## Exercise tasks
(A) In the forum thread about the scale of model buildings sold at a hardware store, translate this sentence into Spanish: "I think the buildings may be smaller, about O gauge."
(B) In the forum thread about the scale of model buildings sold at a hardware store, one reply says some figures fit G scale but still have to be checked. Explain in one to three sentences why, as that reply states.
(C) Write the next part of the forum thread about the scale of model buildings sold at a hardware store, starting after its final post.

## Document text
# Buildings at hardware store



## ohioriverrailway (Jan 2, 2008)

Anybody want to guess what scale these might be?


http://doitbest.com/Main.aspx?Pagei...2&Ne=2


----------



## dltrains (Jan 2, 2008)

Don't they also have an H-O train that goes with them? seems the buildings are to small for G, but some of the figures fit right in, although even there you have to check as some scle to 1/29th and others scale to1/25th, or 1/32nd roughly.


----------



## Ralph Berg (Jun 2, 2009)

I have some Lemax figures and benches. I would say they are 1/32.
To use the benches for 1/24 scale figures, I had to raise them and a 3 person bench became a 2 person bench.
Ralph


----------



## Jerry Barnes (Jan 2, 2008)

I've used the figures, which are about 1/32nd as Ralph said. I think the buildings may be smaller, about O gauge.

## Supplied records

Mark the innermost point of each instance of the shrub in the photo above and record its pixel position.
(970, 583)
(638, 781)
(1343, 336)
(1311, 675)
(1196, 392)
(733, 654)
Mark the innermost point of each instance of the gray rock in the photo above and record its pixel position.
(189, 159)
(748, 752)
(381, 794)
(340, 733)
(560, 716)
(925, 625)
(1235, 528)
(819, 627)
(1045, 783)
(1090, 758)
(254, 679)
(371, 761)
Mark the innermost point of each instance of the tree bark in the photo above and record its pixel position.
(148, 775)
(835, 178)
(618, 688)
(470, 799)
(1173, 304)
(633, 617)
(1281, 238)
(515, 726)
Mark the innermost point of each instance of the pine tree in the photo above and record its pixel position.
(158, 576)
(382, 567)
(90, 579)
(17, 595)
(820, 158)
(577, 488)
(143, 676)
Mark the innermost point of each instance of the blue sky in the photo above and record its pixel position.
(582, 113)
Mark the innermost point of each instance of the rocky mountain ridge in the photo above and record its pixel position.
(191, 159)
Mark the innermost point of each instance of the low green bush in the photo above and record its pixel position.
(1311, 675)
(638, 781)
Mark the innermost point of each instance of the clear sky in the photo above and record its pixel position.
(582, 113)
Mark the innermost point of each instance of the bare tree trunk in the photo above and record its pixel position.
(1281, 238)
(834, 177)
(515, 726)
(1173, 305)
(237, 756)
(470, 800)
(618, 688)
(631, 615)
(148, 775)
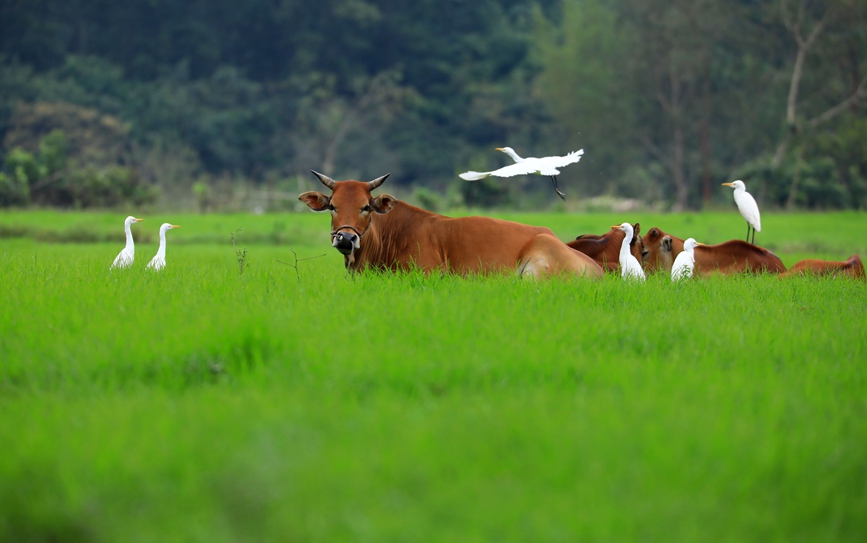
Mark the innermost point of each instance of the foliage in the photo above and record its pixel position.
(50, 178)
(668, 99)
(460, 407)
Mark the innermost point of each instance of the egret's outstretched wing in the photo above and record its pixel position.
(474, 176)
(560, 161)
(521, 168)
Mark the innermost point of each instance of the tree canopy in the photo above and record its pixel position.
(668, 98)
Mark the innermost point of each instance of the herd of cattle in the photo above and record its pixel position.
(381, 232)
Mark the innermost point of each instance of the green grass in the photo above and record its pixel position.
(200, 405)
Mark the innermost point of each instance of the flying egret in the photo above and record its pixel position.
(748, 208)
(159, 261)
(630, 268)
(126, 257)
(684, 264)
(542, 166)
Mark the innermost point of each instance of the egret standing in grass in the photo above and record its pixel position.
(684, 264)
(127, 255)
(748, 207)
(542, 166)
(630, 268)
(159, 261)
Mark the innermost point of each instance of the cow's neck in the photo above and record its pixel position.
(387, 238)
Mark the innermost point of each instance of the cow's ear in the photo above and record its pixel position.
(315, 200)
(383, 203)
(667, 243)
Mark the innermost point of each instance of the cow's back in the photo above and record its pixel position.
(853, 267)
(736, 256)
(409, 237)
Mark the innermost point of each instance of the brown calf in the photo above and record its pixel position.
(735, 256)
(605, 249)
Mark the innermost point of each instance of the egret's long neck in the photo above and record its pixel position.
(624, 247)
(514, 155)
(161, 252)
(130, 244)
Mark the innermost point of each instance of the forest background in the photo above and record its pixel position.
(220, 105)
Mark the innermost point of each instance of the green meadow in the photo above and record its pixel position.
(284, 400)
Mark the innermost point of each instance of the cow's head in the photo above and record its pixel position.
(659, 250)
(352, 206)
(636, 246)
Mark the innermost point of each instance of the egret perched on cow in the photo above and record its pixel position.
(127, 255)
(684, 264)
(158, 262)
(748, 207)
(531, 165)
(630, 268)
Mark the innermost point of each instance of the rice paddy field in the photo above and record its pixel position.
(282, 400)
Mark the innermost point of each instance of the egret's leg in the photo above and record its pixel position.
(560, 194)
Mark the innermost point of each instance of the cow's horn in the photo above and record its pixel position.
(327, 181)
(378, 181)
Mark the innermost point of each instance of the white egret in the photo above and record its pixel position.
(523, 166)
(748, 207)
(159, 261)
(127, 255)
(684, 264)
(630, 268)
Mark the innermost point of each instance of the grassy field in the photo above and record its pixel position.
(284, 404)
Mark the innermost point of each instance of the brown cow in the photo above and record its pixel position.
(383, 233)
(605, 249)
(848, 268)
(733, 256)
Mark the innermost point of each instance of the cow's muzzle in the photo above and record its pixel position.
(346, 239)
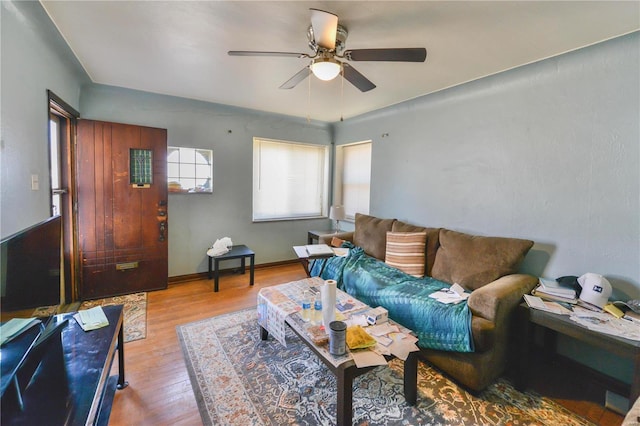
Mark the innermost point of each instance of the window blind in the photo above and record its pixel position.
(289, 180)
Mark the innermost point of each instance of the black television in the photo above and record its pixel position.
(30, 266)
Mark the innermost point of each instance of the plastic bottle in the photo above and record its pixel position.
(306, 306)
(317, 310)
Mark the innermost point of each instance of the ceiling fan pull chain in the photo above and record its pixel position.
(309, 100)
(342, 94)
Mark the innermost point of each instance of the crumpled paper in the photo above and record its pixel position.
(221, 246)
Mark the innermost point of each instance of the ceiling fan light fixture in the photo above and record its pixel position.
(325, 68)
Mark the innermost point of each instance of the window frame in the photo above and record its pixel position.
(322, 185)
(195, 165)
(338, 186)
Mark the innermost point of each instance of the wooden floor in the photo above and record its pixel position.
(159, 391)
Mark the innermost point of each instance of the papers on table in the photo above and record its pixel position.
(537, 303)
(15, 327)
(606, 323)
(91, 319)
(341, 251)
(454, 294)
(319, 250)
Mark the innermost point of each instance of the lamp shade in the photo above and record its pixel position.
(325, 68)
(336, 213)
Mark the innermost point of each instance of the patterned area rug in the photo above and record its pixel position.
(135, 313)
(240, 380)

## Responses to the tasks
(A) Creo que los edificios podrían ser más pequeños, aproximadamente de escala O.

(B) The figures must be checked because they are not all the same scale. Some are roughly 1/29th, others 1/25th, and others about 1/32nd.

(C)
----------



## neals645 (Apr 7, 2008)

"Jerry's hamburgers" is described as being "approximately 10" tall". In 1/32 scale that would be 320" or 26' 8".


----------



## Torby (Jan 2, 2008)

An easy way to judge building scales is to measure a door. A regular door is 7ft tall. In 1/32, that would be just over 2 1/2 inches. With a ruler, you can easily decide if it's "about right" close enough for your taste.


----------



## Terl (Jan 2, 2008)

The people are about 1-32 and the buildings are about 1/4" scale (1-48).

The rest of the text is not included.